WKU News
View from the Hill: IDEAS grant will increase study abroad opportunities
- WKU News
- Thursday, May 27th, 2021
Studying abroad has a profound impact on a student’s academic experience.
WKU was just awarded a competitive grant from the State Department to increase study abroad participation among rural students. WKU’s Amy Bingham has more in this week’s View from the Hill.
2019 WKU graduate Hilarie Spangler is so thankful for her time studying abroad in both Italy and Northern Ireland.
“It was so interwoven into my experience. I don’t think that I would have come out of WKU with the outcomes that I did without the study abroad experience.”
A native of Middlesboro, population 12,000, Spangler is exactly the type of rural student the $35,000 IDEAS grant will target.
“One of the things that we’re going to be doing is hiring a graduate assistant to work in our office to do research on students from different rural parts of Kentucky and other areas that WKU serves so that we better understand who they are and what their concerns are, what their needs are.”
WKU’s Office of Global Learning and International Affairs deals with everything that involves a passport.
Associate Provost John Sunnygard says studying abroad can have a significant impact on the graduation rates of rural students.
“The chances of that one who doesn’t study abroad of them actually completing their degree within four to five years is about 35 to 40 percent. The chances of the student who studied abroad completing their degree is about 85, 86 percent.”

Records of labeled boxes
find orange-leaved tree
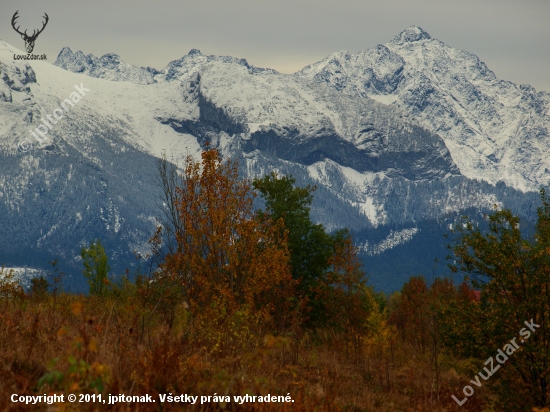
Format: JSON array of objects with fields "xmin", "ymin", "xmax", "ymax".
[{"xmin": 154, "ymin": 148, "xmax": 293, "ymax": 330}]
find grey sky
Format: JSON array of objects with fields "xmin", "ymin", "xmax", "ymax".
[{"xmin": 0, "ymin": 0, "xmax": 550, "ymax": 92}]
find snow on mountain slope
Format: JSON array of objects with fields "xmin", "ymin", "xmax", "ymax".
[
  {"xmin": 296, "ymin": 26, "xmax": 550, "ymax": 191},
  {"xmin": 0, "ymin": 42, "xmax": 200, "ymax": 161},
  {"xmin": 0, "ymin": 33, "xmax": 535, "ymax": 278}
]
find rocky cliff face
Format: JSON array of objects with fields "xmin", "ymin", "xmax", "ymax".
[
  {"xmin": 297, "ymin": 26, "xmax": 550, "ymax": 191},
  {"xmin": 0, "ymin": 27, "xmax": 550, "ymax": 290}
]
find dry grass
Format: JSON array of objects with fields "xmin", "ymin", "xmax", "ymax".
[{"xmin": 0, "ymin": 286, "xmax": 496, "ymax": 412}]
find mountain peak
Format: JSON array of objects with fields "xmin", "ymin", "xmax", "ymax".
[{"xmin": 390, "ymin": 26, "xmax": 432, "ymax": 44}]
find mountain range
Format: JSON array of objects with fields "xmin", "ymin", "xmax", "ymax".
[{"xmin": 0, "ymin": 26, "xmax": 550, "ymax": 290}]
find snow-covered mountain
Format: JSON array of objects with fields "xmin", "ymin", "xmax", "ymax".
[
  {"xmin": 298, "ymin": 26, "xmax": 550, "ymax": 191},
  {"xmin": 0, "ymin": 27, "xmax": 550, "ymax": 290}
]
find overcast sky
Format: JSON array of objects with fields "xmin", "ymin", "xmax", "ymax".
[{"xmin": 0, "ymin": 0, "xmax": 550, "ymax": 92}]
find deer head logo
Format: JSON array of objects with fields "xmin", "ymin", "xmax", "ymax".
[{"xmin": 11, "ymin": 10, "xmax": 49, "ymax": 53}]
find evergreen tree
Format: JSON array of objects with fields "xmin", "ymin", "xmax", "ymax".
[{"xmin": 80, "ymin": 239, "xmax": 110, "ymax": 295}]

→ PROBLEM TO SOLVE
Return everything from "2019 WKU graduate" down to "involves a passport." in the study abroad article, copied word for word.

→ EXERCISE SOLUTION
2019 WKU graduate Hilarie Spangler is so thankful for her time studying abroad in both Italy and Northern Ireland.
“It was so interwoven into my experience. I don’t think that I would have come out of WKU with the outcomes that I did without the study abroad experience.”
A native of Middlesboro, population 12,000, Spangler is exactly the type of rural student the $35,000 IDEAS grant will target.
“One of the things that we’re going to be doing is hiring a graduate assistant to work in our office to do research on students from different rural parts of Kentucky and other areas that WKU serves so that we better understand who they are and what their concerns are, what their needs are.”
WKU’s Office of Global Learning and International Affairs deals with everything that involves a passport.